* [THE TASK]:
Copy out each of the records below word for word, leaving out the pictures.
# # # # #
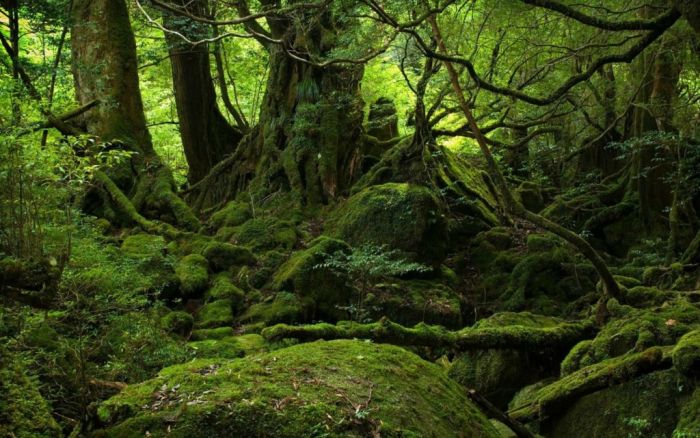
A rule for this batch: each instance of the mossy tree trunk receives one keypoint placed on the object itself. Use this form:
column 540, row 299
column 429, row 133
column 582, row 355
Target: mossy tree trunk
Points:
# # # # #
* [TASK RESULT]:
A rule for this batch: each instance of the mossy tree trunk receives one keypoint placed on the object itself. Use this form:
column 540, row 299
column 429, row 133
column 582, row 355
Target: mossy tree trunk
Points:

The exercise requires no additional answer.